• [EXERCISE]
Continue the passage on fastigial nucleus projections to the periaqueductal gray, picking up after its final sentence.
TEXT SEGMENT: Begin
Recent studies in rodents have separately established bilateral FN lesions as a valid animal model for CMS²¹ and revealed that projections to PAG can gate complex behaviors in a way that mimics CMS symptoms. Transient excitement of specific terminals in PAG is sufficient to halt movement and/or socially oriented vocalization entirely.^22–24 The gating of body movement is a primitive function essential for evading the notice of nearby predators,²⁰ and cerebellar output to PAG is known to play a role in triggering this “freezing” behavior.^19,20 The role of the cerebellum in freezing was demonstrated recently by optical activation of projections from the FNs to the ventrolateral PAG, resulting in sudden and sustained immobility for the duration of the stimulation.²⁴ Gating of vocalization appears more complicated, with both positive and negative sources of influence on PAG.^23,25 For example, vocalization can be elicited via activation of hypothalamic projections to the lateral PAG, while projections from the amygdala suppress vocalization.²² Optical stimulation of the lateral PAG itself can evoke vocalization, but only during certain phases of the respiratory cycle.²³ Synaptic silencing of vocalization-related neurons in the PAG left most of the mice completely mute, with all mice showing a dramatic reduction in vocalization.²³ Similar impairment of social vocalization was observed in rats with bilateral FN lesioning, which was recovered over a period of weeks.²¹ While the functional role of specific FN projections to PAG has not been directly explored with respect to mutism, there are two known pathways from the FNs to the vocalization center of the PAG: the direct pathway from FN to PAG, and an indirect pathway via the parafascicular thalamic nucleus and amygdala.^14,26 These examples show that destruction of the fastigial nuclei or a change in synaptic input to specific domains of the PAG can result in the suppression of complex behaviors that mimic the characteristics of CMS. Future animal studies could clarify the effect of FN output on vocalization and determine whether the FN influences PAG indirectly via the amygdala, or directly as our imaging data suggest.
TEXT SEGMENT: End
EXCERPTED RECORDS: Begin
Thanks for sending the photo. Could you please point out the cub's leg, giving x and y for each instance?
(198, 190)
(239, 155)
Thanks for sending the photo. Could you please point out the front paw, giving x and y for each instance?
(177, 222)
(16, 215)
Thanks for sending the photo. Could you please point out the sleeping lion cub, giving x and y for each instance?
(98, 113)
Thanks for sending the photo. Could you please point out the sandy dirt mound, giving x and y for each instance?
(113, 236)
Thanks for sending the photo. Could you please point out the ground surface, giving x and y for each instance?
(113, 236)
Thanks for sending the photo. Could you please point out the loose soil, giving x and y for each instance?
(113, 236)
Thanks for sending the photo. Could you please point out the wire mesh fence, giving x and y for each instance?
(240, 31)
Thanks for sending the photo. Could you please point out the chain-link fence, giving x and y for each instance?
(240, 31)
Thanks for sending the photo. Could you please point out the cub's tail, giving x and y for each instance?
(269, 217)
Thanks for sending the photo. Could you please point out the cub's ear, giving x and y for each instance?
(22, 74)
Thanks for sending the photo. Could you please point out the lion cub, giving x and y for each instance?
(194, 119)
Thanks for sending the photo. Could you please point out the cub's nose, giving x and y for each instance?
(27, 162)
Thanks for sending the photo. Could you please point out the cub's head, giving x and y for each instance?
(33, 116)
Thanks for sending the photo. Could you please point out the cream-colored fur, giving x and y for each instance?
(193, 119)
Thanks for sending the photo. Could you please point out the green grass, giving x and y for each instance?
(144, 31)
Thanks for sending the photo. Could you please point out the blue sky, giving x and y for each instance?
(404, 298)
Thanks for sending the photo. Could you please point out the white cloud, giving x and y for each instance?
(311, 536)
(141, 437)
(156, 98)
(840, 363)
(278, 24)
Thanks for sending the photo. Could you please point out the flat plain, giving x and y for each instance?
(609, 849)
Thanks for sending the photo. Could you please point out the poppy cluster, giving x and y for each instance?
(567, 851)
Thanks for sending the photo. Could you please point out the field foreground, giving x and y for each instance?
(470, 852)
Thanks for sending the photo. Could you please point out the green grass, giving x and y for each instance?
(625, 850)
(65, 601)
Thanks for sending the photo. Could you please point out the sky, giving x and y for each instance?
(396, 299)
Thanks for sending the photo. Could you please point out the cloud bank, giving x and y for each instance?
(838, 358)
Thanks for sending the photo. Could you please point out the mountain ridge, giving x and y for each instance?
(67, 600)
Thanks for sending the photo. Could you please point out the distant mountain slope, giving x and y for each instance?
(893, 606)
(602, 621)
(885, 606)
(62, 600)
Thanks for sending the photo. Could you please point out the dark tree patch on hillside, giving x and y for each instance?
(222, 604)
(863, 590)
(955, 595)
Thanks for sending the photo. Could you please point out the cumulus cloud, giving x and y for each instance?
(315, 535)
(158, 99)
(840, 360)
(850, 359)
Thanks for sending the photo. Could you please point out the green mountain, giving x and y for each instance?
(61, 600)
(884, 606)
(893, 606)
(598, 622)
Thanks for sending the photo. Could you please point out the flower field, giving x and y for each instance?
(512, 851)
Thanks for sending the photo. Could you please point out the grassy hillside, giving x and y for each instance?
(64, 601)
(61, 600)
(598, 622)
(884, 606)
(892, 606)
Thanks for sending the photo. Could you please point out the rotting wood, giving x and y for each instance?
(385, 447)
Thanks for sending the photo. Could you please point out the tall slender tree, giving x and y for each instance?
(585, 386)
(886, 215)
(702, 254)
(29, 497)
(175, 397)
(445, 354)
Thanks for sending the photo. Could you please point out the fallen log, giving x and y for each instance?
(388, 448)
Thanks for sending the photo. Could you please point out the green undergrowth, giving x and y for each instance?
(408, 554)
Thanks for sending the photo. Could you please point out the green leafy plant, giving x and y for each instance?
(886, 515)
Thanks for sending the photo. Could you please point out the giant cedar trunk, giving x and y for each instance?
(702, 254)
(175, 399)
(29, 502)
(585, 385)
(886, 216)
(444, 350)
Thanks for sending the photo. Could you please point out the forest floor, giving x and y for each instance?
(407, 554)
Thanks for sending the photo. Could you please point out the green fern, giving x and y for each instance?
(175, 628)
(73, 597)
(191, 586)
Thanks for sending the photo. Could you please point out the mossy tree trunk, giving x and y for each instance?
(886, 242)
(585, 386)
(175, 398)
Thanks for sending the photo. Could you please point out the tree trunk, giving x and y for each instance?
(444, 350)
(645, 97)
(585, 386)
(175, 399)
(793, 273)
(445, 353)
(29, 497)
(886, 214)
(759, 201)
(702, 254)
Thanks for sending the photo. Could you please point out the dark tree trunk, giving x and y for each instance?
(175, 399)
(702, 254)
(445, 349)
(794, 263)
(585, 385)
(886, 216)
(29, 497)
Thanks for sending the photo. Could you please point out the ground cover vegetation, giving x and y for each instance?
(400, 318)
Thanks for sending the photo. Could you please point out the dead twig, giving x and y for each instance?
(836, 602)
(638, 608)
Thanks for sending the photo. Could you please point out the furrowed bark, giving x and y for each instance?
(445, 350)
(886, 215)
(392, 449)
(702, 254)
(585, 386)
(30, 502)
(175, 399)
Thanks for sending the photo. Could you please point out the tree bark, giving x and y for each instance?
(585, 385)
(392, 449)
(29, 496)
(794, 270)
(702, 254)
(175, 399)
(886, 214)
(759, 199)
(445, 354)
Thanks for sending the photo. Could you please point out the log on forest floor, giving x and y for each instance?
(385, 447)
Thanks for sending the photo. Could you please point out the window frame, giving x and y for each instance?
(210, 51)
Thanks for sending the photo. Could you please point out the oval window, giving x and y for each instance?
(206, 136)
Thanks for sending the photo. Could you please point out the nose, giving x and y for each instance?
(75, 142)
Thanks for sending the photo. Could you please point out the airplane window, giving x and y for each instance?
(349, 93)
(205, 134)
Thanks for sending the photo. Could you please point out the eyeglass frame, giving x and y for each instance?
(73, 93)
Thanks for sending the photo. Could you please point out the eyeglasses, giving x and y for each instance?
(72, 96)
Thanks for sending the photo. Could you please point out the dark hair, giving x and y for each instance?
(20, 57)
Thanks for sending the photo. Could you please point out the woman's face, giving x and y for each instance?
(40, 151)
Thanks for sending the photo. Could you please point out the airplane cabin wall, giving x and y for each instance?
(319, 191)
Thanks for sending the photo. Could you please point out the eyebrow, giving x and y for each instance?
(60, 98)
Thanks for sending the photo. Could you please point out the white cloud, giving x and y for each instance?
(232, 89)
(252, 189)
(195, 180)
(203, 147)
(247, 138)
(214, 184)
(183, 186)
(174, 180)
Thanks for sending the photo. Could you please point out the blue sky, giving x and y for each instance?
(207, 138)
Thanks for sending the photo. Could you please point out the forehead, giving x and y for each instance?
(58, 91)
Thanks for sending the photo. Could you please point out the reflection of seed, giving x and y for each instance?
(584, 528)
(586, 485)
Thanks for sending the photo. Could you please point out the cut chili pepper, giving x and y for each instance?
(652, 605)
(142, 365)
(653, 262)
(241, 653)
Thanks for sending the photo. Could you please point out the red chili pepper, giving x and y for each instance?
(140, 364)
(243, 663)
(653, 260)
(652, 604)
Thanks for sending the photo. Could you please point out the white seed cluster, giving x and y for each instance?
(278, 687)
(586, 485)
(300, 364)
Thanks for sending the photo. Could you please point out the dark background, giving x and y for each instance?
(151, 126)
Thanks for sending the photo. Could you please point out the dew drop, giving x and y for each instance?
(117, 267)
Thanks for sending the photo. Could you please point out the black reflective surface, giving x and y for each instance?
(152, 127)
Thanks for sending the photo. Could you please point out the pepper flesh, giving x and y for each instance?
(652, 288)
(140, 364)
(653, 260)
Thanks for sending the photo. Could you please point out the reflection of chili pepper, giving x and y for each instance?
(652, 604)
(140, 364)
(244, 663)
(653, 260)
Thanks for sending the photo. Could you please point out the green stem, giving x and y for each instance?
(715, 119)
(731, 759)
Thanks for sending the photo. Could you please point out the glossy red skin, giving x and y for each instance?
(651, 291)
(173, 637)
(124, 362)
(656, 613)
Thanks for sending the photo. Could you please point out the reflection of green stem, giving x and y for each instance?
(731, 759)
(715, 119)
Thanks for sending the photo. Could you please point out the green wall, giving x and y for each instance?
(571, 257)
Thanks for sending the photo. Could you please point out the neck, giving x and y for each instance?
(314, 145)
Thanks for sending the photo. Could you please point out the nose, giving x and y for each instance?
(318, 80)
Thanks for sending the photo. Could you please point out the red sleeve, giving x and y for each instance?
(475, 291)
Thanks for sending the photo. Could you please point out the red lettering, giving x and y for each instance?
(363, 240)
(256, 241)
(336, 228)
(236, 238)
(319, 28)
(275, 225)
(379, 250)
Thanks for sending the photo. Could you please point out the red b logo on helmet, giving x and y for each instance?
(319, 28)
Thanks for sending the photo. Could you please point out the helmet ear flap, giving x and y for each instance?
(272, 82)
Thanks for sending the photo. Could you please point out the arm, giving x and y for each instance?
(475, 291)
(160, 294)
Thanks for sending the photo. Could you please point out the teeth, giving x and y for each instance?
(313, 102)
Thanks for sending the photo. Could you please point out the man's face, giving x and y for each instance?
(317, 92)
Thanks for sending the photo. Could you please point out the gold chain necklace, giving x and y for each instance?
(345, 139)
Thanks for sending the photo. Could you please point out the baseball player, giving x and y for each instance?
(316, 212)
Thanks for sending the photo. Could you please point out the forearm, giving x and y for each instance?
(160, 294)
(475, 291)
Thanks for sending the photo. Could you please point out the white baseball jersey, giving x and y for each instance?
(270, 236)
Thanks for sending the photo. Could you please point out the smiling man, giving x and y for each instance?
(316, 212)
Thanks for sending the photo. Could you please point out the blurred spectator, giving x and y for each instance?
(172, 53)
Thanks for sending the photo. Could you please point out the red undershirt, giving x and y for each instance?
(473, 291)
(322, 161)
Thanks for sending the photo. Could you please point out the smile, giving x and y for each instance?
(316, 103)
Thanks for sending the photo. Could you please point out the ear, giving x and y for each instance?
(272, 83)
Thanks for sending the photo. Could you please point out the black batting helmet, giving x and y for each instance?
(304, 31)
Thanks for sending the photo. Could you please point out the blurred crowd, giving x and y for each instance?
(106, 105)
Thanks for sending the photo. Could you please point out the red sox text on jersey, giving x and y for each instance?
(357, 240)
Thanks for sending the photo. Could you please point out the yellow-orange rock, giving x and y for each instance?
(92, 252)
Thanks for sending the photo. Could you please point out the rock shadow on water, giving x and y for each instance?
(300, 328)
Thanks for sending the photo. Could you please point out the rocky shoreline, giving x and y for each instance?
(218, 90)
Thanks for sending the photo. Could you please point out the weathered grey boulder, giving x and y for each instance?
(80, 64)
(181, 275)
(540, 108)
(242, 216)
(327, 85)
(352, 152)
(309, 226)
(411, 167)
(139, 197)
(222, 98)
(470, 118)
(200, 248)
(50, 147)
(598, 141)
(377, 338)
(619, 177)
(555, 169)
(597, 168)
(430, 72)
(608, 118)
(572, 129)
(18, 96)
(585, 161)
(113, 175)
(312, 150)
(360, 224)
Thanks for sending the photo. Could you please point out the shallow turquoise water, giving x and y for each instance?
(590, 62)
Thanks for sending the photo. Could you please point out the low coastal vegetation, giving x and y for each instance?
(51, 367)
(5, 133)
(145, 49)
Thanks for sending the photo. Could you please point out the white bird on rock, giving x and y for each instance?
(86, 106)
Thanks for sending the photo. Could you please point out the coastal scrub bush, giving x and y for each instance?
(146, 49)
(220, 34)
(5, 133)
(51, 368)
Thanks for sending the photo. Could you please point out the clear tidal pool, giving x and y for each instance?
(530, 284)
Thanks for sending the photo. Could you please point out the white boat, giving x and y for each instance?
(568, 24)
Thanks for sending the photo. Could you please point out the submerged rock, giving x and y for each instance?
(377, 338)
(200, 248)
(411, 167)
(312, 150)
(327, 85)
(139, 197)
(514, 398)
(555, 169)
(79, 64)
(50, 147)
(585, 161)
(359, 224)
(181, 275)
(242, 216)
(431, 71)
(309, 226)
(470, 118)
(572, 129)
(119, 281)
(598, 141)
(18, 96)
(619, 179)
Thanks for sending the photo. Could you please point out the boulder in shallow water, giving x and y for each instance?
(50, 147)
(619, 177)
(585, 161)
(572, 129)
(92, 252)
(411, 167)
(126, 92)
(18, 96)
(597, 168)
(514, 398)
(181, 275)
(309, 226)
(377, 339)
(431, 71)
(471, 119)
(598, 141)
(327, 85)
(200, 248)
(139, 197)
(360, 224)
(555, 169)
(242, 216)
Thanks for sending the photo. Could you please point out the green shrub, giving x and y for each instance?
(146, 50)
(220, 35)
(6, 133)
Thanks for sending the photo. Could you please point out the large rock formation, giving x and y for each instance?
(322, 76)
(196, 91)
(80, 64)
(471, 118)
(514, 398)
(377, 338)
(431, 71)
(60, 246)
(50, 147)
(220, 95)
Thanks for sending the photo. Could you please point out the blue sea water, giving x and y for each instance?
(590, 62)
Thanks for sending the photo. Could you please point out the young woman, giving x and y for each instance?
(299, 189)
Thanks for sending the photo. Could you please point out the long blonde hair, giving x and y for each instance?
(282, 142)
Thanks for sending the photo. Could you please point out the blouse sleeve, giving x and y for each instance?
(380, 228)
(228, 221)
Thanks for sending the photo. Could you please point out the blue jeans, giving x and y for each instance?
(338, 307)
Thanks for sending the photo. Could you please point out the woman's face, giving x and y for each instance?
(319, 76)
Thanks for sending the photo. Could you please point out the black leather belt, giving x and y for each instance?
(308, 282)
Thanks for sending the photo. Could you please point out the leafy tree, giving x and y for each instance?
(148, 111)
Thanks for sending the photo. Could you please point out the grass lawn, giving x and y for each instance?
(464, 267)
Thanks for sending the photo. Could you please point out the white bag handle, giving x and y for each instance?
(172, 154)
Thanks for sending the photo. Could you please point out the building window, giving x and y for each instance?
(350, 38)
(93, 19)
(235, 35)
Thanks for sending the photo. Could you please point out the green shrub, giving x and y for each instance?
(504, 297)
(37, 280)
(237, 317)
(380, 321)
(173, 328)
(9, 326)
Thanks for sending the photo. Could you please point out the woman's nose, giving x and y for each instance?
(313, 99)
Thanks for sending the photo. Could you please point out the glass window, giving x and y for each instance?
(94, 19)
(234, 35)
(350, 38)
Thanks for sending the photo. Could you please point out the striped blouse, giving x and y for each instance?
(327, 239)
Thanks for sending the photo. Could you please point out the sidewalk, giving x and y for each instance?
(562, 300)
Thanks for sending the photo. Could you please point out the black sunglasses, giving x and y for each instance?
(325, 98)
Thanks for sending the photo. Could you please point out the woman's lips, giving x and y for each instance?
EXCERPTED RECORDS: End
• [ANSWER SECTION]
The indirect impact that these surgeries have on PAG function may help explain why mutism and apraxia are transient, and why some patients experience a delayed onset of symptoms of up to several days. Direct incidental lesioning of the PAG is extremely rare but has been reported to cause irreversible mutism in the case of stroke.²⁷ Specific experimental lesioning of the PAG has also been shown to cause irreversible mutism and akinesis in cats,²⁸ dogs,²⁹ and monkeys.³⁰ In cases of CMS, destruction of cerebellar output may result in an indirect (and potentially delayed or accumulating) disruption of PAG neuronal function lasting until sufficient function can be regained to allow the initiation of speech once again. The compensatory mechanism for this restitution of function remains unknown, but understanding which processes lead to the restoration of PAG function could offer new avenues for intervention and treatment. Our results also show that lesions further upstream of the PAG resulted in less severe symptoms, with pre-fastigial vermal and paravermal tissue damage leading to partial rather than complete mutism. This suggests that disruption of input to the FNs has a noticeable but less severe impact on speech function than the loss of FN output altogether. This gradation in the severity of speech impairment as lesions occur further upstream of the PAG is consistent with its expected role in the gating of speech.¹⁸

The PAG also provides feedback to the cerebellum which may exacerbate the disruption of other cerebellar subsystems, including those which project to the cerebral cortex via the red nuclei. Descending output from the PAG also plays a role in the modulation of sensory responses occurring within the cerebellum, via the olivo-cerebellar pathway.³¹ Stimulation of PAG neurons in vivo results in suppression of neuronal responses in FN to nociceptive input.³¹ Functionally, this pathway underlies passive coping strategies for discomfort, and the regulation of emotional defensive behaviors,³² including suppression of movement and vocalization. It’s evinced from these findings that the FN and PAG form a neuronal circuit with self-regulating properties, with PAG providing negative feedback via the inferior olive when given excitatory input from FN. It remains to be examined how disruption of this circuit could affect the function of ancillary structures and circuits, including the dentato-rubro-olivary circuitry that shows clear signs of dysfunction and degeneration in this and other studies.^33,34 The overlapping structure and complimentary function of these circuits undoubtedly make their individual contribution to CMS difficult to discern.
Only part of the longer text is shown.